● Página
==========

Borges, dice Alan Pauls, es el gran maestro de la literatura argentina porque, más que enseñarnos a escribir, nos enseñó a leer. De eso Borges mismo se jactaba. Así uno podría explicarse, por ejemplo, lo poco que escribió en relación con lo que escribieron otros grandes escritores. El tipo le dedicaba más tiempo a la producción ajena que a la propia.
En el 2016 debería haber aplicado su ejemplo.
Recién sobre el final lo pude salvar. Cuando ya se estaba cerrando un año definitivamente árido, me crucé en noviembre con una publicación en Facebook de la revista Anfibia, “Pretensiones literarias” (ahí quizás otro motivo de la merma de mi líbido de lector de libros per se: las ojeadas aleatorias en el vasto mundo de posibilidades de lectura que ofrecen los artículos y textos literarios publicados en Internet).
El artículo resultó formar parte de un libro de ensayos rubricados por una tal Cynthia Ozick, escritora de la cual nunca antes había sentido escuchar el nombre aunque el copete afirmara que se trata de una “permanente candidata al nobel”. Fue por el mismo copete que decidí clickear y adentrarme en el texto (quizás estaba en un colectivo o en un subte o en una de esas vitales burbujas de ocio laborales), no por el prestigio del que se pretendía imbuir a la autora, sino más bien por lo que se indicaba a continuación: [Ozick] dice que Jonathan Frazen no sólo se hizo famoso por su best seller [“Las correcciones”] sino por haber rechazado la invitación de un popular programa de TV. Luego, con poca humildad, el escritor dijo sentir que estaba `sólidamente ubicado en la tradición del gran arte literario´».
Reculé. Releí. Volví a recular. A ver: un escritor, Jonathan Franzen, del que sí había sentido escuchar el nombre, dijo: “Me siento sólidamente ubicado en la tradición del gran arte literario”.
Mierda.
El texto de Cynthia Ozick, escrito con la mano tersa y sagaz que podría adjudicársele a cualquier candidato permanente al premio nobel, resultó partir de la infeliz declaración del escritor norteamericano para descomponer la cosmovisión, ridículamente anacrónica, que dicha frase presupone en un mundo donde “la diferencia entre lo alto y lo bajo es valorada por unos pocos y borrada por la mayoría”.

==========

● Entradas de datos
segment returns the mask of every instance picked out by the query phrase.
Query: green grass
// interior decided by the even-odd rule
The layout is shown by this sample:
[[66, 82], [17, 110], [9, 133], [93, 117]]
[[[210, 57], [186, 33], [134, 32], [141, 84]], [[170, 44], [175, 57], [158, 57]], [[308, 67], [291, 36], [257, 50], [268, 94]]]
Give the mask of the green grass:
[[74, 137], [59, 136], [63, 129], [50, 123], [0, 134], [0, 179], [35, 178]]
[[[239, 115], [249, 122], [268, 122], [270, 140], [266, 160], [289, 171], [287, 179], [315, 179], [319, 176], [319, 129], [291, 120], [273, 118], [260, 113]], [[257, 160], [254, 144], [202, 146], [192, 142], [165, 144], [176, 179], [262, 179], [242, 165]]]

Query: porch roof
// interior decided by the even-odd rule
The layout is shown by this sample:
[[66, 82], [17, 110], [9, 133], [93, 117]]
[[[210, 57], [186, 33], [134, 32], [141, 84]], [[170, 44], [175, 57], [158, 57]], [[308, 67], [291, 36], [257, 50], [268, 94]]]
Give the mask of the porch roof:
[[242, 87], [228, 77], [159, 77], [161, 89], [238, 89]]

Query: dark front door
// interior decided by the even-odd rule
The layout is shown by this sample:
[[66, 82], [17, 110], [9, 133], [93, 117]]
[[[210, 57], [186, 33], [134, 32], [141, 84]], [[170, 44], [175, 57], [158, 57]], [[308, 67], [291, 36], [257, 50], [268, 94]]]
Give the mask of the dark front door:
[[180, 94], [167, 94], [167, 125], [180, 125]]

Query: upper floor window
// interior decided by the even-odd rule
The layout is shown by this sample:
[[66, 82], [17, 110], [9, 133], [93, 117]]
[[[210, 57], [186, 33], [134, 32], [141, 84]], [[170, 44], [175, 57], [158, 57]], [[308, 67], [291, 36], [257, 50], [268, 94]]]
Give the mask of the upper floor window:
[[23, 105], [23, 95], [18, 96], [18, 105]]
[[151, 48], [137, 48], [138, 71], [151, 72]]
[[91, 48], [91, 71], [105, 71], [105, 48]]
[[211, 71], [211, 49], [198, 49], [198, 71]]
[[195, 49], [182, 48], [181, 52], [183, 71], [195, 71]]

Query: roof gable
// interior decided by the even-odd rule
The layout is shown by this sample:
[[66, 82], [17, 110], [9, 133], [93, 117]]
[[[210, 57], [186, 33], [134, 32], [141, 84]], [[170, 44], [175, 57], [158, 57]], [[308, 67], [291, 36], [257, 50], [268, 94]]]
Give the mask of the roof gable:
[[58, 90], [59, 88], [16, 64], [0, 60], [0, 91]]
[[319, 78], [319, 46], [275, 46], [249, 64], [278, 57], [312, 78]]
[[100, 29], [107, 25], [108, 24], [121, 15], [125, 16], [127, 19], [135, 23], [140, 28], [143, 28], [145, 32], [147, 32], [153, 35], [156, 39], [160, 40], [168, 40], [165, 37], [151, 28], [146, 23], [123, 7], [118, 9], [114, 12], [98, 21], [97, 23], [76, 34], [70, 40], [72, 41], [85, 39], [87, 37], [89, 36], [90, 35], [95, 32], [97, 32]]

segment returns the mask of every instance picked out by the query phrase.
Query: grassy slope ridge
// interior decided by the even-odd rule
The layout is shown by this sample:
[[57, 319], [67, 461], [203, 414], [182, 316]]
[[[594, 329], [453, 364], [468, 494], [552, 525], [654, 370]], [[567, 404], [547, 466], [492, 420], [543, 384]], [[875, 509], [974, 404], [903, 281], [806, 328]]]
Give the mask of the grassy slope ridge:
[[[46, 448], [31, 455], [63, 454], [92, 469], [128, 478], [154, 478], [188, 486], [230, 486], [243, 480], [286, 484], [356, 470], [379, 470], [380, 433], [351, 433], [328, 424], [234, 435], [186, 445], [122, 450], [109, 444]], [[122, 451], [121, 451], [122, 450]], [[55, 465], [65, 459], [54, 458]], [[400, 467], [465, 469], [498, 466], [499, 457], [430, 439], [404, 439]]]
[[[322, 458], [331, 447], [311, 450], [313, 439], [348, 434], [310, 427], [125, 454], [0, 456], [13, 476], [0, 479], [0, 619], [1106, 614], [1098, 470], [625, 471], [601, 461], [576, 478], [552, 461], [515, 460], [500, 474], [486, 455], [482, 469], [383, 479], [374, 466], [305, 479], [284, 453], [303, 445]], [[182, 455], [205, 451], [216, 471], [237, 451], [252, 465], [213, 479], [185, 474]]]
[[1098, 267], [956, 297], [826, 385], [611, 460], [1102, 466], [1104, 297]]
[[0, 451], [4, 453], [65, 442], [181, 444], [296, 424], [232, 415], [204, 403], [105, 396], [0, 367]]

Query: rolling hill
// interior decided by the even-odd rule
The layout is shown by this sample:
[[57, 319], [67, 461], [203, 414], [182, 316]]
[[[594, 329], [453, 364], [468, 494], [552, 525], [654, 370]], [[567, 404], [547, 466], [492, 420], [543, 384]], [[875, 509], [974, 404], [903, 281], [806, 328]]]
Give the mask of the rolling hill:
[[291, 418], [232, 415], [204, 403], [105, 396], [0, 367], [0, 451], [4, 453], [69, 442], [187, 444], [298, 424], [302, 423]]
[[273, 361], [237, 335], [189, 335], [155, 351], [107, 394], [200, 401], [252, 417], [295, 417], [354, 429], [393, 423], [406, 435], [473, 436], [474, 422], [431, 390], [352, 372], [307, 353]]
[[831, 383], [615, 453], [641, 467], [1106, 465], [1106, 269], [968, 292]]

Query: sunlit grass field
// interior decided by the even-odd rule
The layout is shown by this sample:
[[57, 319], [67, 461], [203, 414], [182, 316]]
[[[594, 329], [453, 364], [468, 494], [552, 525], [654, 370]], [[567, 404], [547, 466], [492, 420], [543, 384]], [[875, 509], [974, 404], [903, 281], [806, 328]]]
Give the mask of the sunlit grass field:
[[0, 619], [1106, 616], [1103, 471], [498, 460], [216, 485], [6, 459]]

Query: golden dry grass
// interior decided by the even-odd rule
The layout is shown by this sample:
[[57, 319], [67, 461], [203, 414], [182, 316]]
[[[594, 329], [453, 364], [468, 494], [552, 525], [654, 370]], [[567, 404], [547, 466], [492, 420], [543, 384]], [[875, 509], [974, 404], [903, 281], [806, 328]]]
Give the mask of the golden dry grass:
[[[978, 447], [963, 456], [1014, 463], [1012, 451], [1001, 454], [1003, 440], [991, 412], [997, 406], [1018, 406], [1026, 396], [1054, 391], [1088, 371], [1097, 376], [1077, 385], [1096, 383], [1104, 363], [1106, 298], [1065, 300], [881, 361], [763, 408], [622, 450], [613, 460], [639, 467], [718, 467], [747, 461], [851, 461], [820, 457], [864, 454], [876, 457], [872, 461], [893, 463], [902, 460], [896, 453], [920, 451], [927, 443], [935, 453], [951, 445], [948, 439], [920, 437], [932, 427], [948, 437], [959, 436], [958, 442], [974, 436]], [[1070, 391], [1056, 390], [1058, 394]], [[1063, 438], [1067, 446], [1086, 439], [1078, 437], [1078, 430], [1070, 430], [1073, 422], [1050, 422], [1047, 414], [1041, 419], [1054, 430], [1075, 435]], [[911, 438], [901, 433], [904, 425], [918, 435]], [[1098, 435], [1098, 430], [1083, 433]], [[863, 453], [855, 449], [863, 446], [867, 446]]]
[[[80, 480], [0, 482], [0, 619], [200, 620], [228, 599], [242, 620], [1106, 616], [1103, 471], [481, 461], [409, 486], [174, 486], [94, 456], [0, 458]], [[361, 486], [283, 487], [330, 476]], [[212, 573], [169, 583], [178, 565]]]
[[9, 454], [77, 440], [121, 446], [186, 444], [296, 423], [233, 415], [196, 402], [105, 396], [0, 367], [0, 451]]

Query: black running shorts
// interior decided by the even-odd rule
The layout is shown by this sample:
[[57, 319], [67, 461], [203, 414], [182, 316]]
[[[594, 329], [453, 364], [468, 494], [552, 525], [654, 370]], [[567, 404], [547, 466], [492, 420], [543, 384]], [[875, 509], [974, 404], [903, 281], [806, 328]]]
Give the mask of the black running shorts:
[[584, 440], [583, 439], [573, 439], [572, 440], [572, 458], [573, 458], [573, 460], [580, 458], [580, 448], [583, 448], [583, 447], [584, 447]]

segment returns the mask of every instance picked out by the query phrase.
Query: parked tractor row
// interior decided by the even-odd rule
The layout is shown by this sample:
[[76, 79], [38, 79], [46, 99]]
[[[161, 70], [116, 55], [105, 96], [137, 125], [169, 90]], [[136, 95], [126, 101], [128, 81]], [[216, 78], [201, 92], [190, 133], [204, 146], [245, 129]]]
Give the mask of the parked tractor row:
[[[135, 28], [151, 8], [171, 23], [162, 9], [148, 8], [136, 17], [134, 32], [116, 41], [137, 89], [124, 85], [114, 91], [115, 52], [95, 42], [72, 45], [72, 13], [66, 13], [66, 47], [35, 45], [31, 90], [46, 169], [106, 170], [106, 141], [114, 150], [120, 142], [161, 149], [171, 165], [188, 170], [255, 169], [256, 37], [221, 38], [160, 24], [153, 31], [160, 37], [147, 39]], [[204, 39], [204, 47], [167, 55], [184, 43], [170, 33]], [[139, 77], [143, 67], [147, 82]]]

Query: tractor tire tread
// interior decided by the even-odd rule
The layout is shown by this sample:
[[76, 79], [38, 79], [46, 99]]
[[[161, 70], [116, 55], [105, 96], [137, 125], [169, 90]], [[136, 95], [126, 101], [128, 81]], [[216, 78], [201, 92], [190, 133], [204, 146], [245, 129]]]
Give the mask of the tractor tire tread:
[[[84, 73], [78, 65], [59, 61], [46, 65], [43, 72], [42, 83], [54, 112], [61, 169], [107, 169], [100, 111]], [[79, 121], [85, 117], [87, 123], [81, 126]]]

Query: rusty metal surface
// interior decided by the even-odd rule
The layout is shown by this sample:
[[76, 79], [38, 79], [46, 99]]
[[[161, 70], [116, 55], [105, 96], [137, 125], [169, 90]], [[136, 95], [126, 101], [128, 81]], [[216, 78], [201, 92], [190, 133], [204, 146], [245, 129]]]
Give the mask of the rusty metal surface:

==========

Transcribe de la página el tramo que va desde "Borges, dice Alan" hasta "publicados en Internet).". Los ítems son material aparte, sin relación con la página.

● Respuesta
Borges, dice Alan Pauls, es el gran maestro de la literatura argentina porque, más que enseñarnos a escribir, nos enseñó a leer. De eso Borges mismo se jactaba. Así uno podría explicarse, por ejemplo, lo poco que escribió en relación con lo que escribieron otros grandes escritores. El tipo le dedicaba más tiempo a la producción ajena que a la propia.
En el 2016 debería haber aplicado su ejemplo.
Recién sobre el final lo pude salvar. Cuando ya se estaba cerrando un año definitivamente árido, me crucé en noviembre con una publicación en Facebook de la revista Anfibia, “Pretensiones literarias” (ahí quizás otro motivo de la merma de mi líbido de lector de libros per se: las ojeadas aleatorias en el vasto mundo de posibilidades de lectura que ofrecen los artículos y textos literarios publicados en Internet).